= OBJECTIVE =
Can you quote all of the records below word for word, leaving the pictures out of your answer?

= PROVIDED RECORDS =

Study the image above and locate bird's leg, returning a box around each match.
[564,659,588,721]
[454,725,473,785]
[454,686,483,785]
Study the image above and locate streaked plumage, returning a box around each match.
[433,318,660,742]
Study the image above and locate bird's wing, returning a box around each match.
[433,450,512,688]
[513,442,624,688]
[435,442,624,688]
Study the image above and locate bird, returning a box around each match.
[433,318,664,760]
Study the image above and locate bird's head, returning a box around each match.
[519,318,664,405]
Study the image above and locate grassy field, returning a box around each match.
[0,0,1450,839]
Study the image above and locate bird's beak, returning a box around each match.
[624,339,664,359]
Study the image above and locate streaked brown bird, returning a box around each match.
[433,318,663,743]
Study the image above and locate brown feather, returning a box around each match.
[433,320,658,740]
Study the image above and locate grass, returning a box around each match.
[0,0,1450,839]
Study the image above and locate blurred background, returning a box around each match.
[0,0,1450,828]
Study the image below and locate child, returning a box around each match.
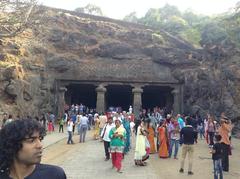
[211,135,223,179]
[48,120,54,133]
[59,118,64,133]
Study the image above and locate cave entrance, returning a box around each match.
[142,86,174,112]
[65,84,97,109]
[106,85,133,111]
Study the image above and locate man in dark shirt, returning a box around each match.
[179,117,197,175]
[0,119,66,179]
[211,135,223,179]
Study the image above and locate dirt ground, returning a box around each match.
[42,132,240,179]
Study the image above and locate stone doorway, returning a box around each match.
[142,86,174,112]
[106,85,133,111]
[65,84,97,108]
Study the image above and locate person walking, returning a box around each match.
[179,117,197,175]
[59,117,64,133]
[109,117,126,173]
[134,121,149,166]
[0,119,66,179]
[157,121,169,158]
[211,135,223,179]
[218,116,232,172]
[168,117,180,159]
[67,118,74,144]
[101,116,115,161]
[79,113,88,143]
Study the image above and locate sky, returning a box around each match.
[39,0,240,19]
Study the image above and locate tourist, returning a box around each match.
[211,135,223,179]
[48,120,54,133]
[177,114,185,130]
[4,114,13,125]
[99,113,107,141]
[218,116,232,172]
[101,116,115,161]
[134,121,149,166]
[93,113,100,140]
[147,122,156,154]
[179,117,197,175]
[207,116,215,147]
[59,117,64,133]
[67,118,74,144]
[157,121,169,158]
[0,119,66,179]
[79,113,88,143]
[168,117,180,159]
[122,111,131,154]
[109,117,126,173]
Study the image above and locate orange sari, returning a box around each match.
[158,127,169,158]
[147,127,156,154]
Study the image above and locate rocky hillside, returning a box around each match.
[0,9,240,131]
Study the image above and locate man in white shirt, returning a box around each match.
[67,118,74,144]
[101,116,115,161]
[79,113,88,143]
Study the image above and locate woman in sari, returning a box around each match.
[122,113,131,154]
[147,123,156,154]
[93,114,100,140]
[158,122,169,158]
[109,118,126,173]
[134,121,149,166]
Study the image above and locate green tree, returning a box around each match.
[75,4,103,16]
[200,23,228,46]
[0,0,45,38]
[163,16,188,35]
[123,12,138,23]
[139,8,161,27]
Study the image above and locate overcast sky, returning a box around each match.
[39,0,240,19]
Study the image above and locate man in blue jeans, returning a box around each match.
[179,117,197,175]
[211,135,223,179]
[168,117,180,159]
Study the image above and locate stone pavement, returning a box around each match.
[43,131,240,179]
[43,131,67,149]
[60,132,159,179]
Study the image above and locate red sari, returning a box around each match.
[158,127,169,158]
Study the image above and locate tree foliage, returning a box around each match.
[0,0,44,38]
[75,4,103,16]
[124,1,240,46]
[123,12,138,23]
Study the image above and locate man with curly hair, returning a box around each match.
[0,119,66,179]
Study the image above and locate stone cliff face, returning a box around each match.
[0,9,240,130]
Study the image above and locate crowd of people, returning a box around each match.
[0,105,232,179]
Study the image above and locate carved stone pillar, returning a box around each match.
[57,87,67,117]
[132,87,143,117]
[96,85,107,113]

= RESPONSE =
Study the image above and locate bird's leg, returning a box around each match.
[564,659,588,721]
[454,725,473,785]
[454,686,483,785]
Study the image above and locate streaked plumage, returning a box around each match.
[433,318,660,742]
Study the image above and locate bird's wing, returning a box around each match.
[433,450,512,688]
[513,442,624,688]
[435,442,624,688]
Study the image above and locate bird, returning a box around each match.
[433,318,664,760]
Study the image above and locate bird's head, returning a box around each match.
[519,318,664,405]
Study the image above and locate grassy field, returning a box around each match.
[0,0,1450,839]
Study the image above and locate bird's beak, returning a box around each match.
[624,339,664,359]
Study the image above and locate streaked brown bird, returning a box around each match.
[433,318,663,743]
Study the image above and locate brown feather, returning a box around each match.
[433,320,658,740]
Study the image above and locate grass, returning a box around each match.
[0,0,1450,839]
Study the image above and locate blurred background, returning a box around each match.
[0,0,1450,828]
Study the image below and locate child, returning a box around each match.
[211,135,223,179]
[48,120,54,133]
[59,118,64,133]
Study the image above and locate cave entrance, returning a box around each match.
[142,86,174,112]
[65,84,97,109]
[106,85,133,111]
Study the image above and locate man in dark shirt, returning a box around each match.
[179,117,197,175]
[0,119,66,179]
[211,135,223,179]
Study the image above and locate dirt ground, returning a box around each match.
[42,132,240,179]
Study the image above and locate stone doorway, returning a box around each match.
[142,86,174,112]
[106,85,133,111]
[65,84,97,108]
Study the image above and locate person walking, returning a box around each match.
[179,117,197,175]
[59,117,64,133]
[109,117,126,173]
[134,121,149,166]
[0,119,66,179]
[157,121,169,158]
[211,135,223,179]
[218,116,232,172]
[168,117,180,159]
[67,118,74,144]
[101,116,115,161]
[79,113,88,143]
Study the image above and locate sky, returning a box around each match.
[39,0,240,19]
Study the image above and locate tourist, returning a box around each match.
[211,135,223,179]
[48,120,54,133]
[177,114,185,130]
[4,114,13,125]
[99,113,107,141]
[218,116,232,172]
[101,116,115,161]
[134,121,149,166]
[93,113,100,140]
[147,122,156,154]
[179,117,197,175]
[207,116,215,147]
[59,117,64,133]
[67,118,74,144]
[157,121,169,158]
[0,119,66,179]
[79,113,88,143]
[168,117,180,159]
[122,111,131,154]
[109,117,126,173]
Study the image above and locate orange sari, returning a box around each match.
[158,127,169,158]
[147,127,156,154]
Study the image above and locate rocky hillside, returning a box around each match.
[0,9,240,131]
Study the image above and locate man in white shirt, returning a box around each match.
[67,118,74,144]
[101,116,115,161]
[79,113,88,143]
Study the image above and locate woman in sari, returning a box around each match.
[122,113,131,154]
[147,123,156,154]
[93,114,100,140]
[158,122,169,158]
[109,118,126,173]
[134,121,149,166]
Study the image above and locate green tree, returning a box around each match.
[75,4,103,16]
[200,23,228,46]
[0,0,45,38]
[163,16,188,35]
[123,12,138,23]
[139,8,161,27]
Study the image above and locate overcast sky, returning a box around each match.
[39,0,240,19]
Study the image above and locate man in blue jeans, returning a box around each match.
[179,117,197,175]
[211,135,223,179]
[168,117,180,159]
Study the image above and locate stone pavement, returning a box around each match.
[43,131,240,179]
[43,131,67,149]
[60,132,159,179]
Study the image above and locate red sari, returning a box around each match.
[158,127,169,158]
Study the image above and locate tree foliage, returning a box around each match.
[0,0,44,38]
[75,4,103,16]
[124,1,240,46]
[123,12,138,23]
Study the image above and locate man with curly hair, returning a box around each match.
[0,119,66,179]
Study the image above and locate stone cliff face, returning a box around each match.
[0,9,240,130]
Study the image above and locate crowd of people, returning a box around each match.
[0,105,232,179]
Study the image above and locate carved stone pillar, returning a box around each match.
[57,87,67,117]
[132,87,143,117]
[96,85,107,113]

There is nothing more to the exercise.